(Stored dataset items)
----------

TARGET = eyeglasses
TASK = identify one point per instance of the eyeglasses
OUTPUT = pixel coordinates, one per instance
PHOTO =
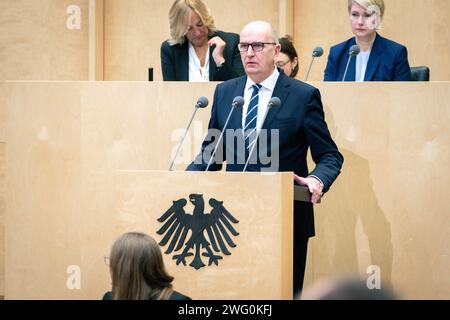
(256, 46)
(281, 64)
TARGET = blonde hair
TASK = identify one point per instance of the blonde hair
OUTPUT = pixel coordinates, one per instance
(137, 269)
(372, 5)
(180, 19)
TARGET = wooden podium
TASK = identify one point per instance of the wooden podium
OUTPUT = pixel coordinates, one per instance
(41, 254)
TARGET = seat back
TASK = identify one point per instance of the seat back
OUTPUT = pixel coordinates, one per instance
(421, 73)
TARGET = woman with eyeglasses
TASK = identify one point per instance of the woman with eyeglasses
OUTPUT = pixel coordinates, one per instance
(197, 51)
(379, 59)
(138, 272)
(288, 58)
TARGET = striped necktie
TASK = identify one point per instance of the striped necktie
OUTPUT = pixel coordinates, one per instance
(251, 120)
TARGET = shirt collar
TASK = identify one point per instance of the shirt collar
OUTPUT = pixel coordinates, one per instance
(268, 84)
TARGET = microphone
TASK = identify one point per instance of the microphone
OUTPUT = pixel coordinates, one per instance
(354, 51)
(202, 102)
(274, 102)
(238, 102)
(317, 52)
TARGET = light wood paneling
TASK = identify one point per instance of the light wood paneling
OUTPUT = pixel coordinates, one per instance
(135, 29)
(388, 208)
(2, 216)
(419, 25)
(35, 43)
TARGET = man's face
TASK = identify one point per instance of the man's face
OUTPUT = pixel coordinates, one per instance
(259, 65)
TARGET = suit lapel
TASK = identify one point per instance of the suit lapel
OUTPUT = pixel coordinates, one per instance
(351, 73)
(184, 61)
(374, 59)
(212, 67)
(281, 91)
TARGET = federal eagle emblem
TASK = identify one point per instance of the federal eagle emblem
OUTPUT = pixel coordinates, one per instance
(210, 233)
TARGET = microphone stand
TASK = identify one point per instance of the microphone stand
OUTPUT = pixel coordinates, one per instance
(197, 106)
(234, 106)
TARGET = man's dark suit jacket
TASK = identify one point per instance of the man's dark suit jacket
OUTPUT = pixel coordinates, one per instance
(388, 61)
(301, 124)
(175, 60)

----------

**Stated exercise**
Starting at the line that contains "TARGET = man's dark suit jacket" and continuing through the end of the material, can you rewrite every line, including the request lines, with each coordinate value multiplied by 0.4? Round the results to whole numbers, rounding halves up, and leave the requests and the output format line unchanged.

**Expected answer**
TARGET = man's dark suit jacket
TASK = identify one point per instance of the man's dark suit jacket
OUTPUT = pixel coordinates, one per instance
(155, 24)
(120, 50)
(70, 24)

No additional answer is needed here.